# GIVEN REQUEST
Rewrite the rows below with every "axis-aligned bounding boxes" changed to "rectangular boxes", keeping everything else the same.

# DATASET ROWS
+++++
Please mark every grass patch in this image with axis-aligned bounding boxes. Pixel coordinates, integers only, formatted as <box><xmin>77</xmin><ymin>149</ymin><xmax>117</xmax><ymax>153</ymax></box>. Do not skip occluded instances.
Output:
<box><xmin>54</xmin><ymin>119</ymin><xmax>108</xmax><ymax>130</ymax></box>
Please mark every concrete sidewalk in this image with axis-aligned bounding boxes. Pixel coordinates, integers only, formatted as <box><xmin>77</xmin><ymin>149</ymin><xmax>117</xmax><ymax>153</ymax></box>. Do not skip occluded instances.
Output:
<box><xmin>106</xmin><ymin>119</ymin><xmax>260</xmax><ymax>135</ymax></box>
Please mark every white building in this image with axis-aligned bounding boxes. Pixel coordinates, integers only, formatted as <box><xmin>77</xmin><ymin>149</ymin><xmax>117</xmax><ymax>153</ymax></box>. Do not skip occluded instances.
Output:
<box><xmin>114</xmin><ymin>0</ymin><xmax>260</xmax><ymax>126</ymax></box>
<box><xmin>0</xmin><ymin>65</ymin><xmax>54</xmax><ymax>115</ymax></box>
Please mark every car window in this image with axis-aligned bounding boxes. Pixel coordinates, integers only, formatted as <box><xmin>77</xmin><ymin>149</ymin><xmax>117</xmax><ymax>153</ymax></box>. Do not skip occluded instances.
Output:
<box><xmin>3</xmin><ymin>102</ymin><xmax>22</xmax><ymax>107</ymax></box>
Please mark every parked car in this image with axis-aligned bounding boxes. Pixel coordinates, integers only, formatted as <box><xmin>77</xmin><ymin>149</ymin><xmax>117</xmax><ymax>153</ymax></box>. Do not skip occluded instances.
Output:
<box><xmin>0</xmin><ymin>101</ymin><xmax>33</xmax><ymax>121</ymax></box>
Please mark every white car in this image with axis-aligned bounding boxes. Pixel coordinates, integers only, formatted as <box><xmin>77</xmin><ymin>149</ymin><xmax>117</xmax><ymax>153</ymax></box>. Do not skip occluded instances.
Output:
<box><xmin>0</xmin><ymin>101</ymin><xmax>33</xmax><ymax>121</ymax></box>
+++++
# SOLUTION TO THIS EXERCISE
Please mark every grass patch in this image with rectangular boxes. Pixel coordinates, integers only, formatted as <box><xmin>77</xmin><ymin>149</ymin><xmax>117</xmax><ymax>153</ymax></box>. Do not skip occluded instances.
Output:
<box><xmin>54</xmin><ymin>119</ymin><xmax>108</xmax><ymax>130</ymax></box>
Please mark every concrete sidewalk in this image with rectangular boxes. Pixel coordinates, integers only, formatted as <box><xmin>77</xmin><ymin>149</ymin><xmax>117</xmax><ymax>153</ymax></box>. Do not skip occluded instances.
Output:
<box><xmin>106</xmin><ymin>119</ymin><xmax>260</xmax><ymax>135</ymax></box>
Please mark every white building in this image with rectangular boxes. Pixel coordinates, integers only, formatted as <box><xmin>77</xmin><ymin>149</ymin><xmax>117</xmax><ymax>153</ymax></box>. Do not skip occluded instances.
Output:
<box><xmin>114</xmin><ymin>0</ymin><xmax>260</xmax><ymax>126</ymax></box>
<box><xmin>0</xmin><ymin>65</ymin><xmax>54</xmax><ymax>115</ymax></box>
Please mark every car window in this image with rectangular boxes. Pixel coordinates, integers only, formatted as <box><xmin>77</xmin><ymin>149</ymin><xmax>117</xmax><ymax>153</ymax></box>. Do not skip occluded instances.
Output:
<box><xmin>3</xmin><ymin>102</ymin><xmax>22</xmax><ymax>107</ymax></box>
Please mark every parked car in this image with rectangular boxes. Pixel coordinates, integers only, formatted as <box><xmin>77</xmin><ymin>149</ymin><xmax>117</xmax><ymax>153</ymax></box>. Do not skip occluded instances.
Output:
<box><xmin>0</xmin><ymin>101</ymin><xmax>33</xmax><ymax>121</ymax></box>
Please mark every white car in this image with rectangular boxes. Pixel coordinates, integers only, formatted as <box><xmin>77</xmin><ymin>149</ymin><xmax>117</xmax><ymax>153</ymax></box>. Do not skip occluded instances.
Output:
<box><xmin>0</xmin><ymin>101</ymin><xmax>33</xmax><ymax>121</ymax></box>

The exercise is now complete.